**EXERCISE MATERIAL:**
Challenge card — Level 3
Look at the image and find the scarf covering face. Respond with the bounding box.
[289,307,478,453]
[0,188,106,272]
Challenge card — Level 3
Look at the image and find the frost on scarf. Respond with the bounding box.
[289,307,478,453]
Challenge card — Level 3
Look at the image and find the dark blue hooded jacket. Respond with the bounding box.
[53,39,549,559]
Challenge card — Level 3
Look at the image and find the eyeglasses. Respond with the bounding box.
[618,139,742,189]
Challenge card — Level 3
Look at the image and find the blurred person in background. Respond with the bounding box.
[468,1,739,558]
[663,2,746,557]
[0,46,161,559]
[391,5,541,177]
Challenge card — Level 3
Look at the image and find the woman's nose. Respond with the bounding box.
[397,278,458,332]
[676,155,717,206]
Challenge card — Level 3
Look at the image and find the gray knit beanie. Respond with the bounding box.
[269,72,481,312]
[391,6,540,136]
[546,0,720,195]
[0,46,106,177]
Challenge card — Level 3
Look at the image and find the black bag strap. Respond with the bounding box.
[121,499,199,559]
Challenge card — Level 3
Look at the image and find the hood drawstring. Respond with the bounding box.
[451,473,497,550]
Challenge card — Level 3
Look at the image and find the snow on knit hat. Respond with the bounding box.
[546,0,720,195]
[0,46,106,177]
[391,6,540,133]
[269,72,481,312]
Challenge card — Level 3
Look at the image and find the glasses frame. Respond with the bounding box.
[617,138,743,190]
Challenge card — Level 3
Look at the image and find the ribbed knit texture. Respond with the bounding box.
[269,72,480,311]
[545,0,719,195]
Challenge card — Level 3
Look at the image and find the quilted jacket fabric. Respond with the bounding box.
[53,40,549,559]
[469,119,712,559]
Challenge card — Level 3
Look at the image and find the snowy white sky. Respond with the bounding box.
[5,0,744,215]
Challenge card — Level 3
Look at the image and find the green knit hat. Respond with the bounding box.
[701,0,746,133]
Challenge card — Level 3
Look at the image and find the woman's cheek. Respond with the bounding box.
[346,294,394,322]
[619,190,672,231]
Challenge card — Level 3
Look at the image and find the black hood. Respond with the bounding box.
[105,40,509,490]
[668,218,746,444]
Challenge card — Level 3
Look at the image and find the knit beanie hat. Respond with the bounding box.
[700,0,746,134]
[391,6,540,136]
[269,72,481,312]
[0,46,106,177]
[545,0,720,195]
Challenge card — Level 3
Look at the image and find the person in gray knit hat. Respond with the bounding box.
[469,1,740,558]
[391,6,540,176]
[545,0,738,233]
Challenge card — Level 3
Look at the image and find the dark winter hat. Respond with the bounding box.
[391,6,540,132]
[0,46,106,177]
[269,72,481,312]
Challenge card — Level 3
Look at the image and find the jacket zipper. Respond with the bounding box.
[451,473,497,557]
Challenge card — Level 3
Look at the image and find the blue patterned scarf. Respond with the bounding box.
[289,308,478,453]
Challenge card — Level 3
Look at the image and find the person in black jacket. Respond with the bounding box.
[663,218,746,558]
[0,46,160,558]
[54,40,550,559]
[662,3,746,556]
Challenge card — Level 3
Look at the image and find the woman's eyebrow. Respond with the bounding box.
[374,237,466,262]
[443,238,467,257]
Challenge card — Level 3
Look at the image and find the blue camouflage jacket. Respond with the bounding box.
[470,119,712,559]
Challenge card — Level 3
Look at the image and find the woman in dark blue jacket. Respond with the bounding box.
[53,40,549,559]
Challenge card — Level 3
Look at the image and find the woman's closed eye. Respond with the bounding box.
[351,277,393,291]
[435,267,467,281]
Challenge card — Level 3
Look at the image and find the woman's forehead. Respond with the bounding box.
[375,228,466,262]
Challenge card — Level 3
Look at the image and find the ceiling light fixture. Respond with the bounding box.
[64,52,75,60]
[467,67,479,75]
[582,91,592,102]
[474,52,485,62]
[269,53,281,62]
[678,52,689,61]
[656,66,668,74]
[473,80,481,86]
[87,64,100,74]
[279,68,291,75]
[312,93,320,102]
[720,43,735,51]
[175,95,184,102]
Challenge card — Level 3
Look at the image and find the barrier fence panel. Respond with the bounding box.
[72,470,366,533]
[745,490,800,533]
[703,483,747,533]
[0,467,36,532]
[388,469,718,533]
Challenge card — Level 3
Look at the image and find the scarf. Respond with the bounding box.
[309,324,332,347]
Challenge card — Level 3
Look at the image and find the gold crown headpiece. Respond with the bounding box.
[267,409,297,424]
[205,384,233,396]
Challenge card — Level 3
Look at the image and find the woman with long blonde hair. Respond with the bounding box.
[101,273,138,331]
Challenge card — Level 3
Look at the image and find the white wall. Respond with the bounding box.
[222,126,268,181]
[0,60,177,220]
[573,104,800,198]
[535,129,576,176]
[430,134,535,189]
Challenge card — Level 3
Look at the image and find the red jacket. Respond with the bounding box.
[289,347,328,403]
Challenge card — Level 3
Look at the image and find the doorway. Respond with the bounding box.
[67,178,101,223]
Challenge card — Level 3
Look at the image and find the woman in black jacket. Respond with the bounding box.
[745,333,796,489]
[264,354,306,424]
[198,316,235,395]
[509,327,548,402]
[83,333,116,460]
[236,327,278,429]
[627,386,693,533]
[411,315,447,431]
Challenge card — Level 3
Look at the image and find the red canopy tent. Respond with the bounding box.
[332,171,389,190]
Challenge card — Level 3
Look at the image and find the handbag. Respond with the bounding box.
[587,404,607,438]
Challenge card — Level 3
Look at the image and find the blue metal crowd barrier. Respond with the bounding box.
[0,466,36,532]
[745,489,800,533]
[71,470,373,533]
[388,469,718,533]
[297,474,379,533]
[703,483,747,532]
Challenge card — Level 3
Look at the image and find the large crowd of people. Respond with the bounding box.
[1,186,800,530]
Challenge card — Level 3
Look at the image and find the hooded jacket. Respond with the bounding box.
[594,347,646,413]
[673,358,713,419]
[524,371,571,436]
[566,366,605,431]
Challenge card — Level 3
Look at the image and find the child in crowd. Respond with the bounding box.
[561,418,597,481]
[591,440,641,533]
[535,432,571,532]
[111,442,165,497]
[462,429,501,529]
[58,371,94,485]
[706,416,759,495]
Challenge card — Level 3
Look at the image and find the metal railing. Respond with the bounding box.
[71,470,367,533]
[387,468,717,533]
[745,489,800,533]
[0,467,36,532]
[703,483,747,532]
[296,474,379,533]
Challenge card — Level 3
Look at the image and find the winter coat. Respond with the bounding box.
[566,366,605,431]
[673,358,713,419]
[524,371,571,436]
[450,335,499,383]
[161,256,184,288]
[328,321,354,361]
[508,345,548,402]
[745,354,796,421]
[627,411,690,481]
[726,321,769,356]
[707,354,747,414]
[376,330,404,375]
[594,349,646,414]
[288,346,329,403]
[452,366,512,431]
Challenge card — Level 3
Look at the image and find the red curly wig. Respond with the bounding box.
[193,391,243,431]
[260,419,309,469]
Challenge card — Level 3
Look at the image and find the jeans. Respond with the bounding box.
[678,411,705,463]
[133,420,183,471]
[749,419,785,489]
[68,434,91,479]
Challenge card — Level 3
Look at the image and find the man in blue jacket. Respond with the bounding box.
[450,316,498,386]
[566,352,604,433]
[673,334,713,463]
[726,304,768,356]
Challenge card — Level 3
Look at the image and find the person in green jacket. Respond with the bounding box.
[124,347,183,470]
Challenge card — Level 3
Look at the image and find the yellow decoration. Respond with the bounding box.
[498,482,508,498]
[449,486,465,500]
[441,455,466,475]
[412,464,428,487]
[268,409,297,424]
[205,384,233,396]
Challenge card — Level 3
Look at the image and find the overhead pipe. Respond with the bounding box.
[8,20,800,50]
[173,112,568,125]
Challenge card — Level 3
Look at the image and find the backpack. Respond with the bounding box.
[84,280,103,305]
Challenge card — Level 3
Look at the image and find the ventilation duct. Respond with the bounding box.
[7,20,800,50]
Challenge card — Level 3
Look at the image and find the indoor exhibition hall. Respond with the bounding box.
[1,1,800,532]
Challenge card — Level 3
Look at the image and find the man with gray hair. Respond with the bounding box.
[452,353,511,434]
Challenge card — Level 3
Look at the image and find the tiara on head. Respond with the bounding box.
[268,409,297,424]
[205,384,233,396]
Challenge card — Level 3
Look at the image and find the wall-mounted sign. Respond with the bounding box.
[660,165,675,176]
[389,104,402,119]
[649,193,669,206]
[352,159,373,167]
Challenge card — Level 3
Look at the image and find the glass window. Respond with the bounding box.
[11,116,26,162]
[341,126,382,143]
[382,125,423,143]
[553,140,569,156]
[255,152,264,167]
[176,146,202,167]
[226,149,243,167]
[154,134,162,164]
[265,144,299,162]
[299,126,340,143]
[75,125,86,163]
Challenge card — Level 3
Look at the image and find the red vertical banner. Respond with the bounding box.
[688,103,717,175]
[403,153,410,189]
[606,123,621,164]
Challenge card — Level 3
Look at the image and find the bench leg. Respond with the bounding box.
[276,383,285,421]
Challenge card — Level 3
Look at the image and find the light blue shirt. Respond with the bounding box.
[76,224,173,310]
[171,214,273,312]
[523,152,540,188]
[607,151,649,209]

**PROBLEM:**
Please transcribe exactly the line containing "Look at the image and find the wall-mounted" and every line after it to the end of the data, and no other lines.

**FINAL ANSWER:**
Look at the image and find the wall-mounted sign. Respond with the bounding box.
[660,165,675,176]
[389,104,402,119]
[649,193,669,206]
[352,159,373,167]
Challenge card — Level 3
Look at the image and find the glass window. Respond with the bounding box.
[11,116,26,162]
[341,126,382,143]
[382,125,423,143]
[553,140,569,156]
[255,152,264,167]
[176,146,202,167]
[226,149,243,167]
[154,134,162,164]
[265,144,299,162]
[299,126,340,143]
[75,125,86,163]
Challenge card — Level 3
Look at the image and find the red vertical banner. Respond with the bounding box.
[688,103,717,175]
[403,153,410,189]
[606,123,621,164]
Challenge card — Level 3
Look at the image and find the bench leg. Respond with the bounding box.
[276,383,285,421]
Challenge card — Level 3
Look at the image and find the light blue shirt. Respond with the bounding box.
[76,224,173,310]
[171,214,273,312]
[523,152,540,188]
[607,151,649,209]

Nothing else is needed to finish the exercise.